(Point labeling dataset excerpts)
[Start]
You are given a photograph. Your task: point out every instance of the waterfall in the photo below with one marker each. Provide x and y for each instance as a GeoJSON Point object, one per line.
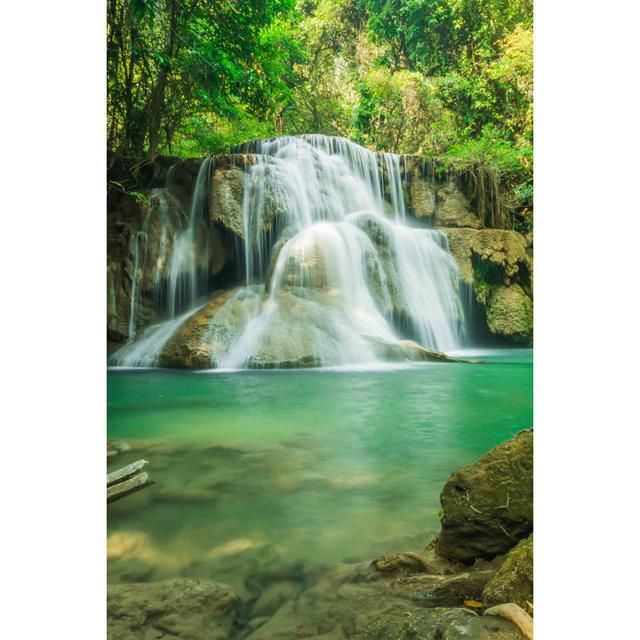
{"type": "Point", "coordinates": [144, 351]}
{"type": "Point", "coordinates": [334, 267]}
{"type": "Point", "coordinates": [137, 239]}
{"type": "Point", "coordinates": [326, 198]}
{"type": "Point", "coordinates": [187, 278]}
[End]
Render the records above as a Markdown table with the columns "Row" and "Record line," numbering each line and skipping blank lines. Leave the pictures out of your answer.

▶ _Completed exercise_:
| Row | Record line |
|---|---|
| 1 | You are given a photograph. Your task: point out every instance of the waterfall in the photo below with one marker each. Provide x and y for each instance as a GeoJSON Point object, one per line. |
| 2 | {"type": "Point", "coordinates": [144, 351]} |
| 3 | {"type": "Point", "coordinates": [334, 267]} |
| 4 | {"type": "Point", "coordinates": [137, 239]} |
| 5 | {"type": "Point", "coordinates": [326, 198]} |
| 6 | {"type": "Point", "coordinates": [187, 278]} |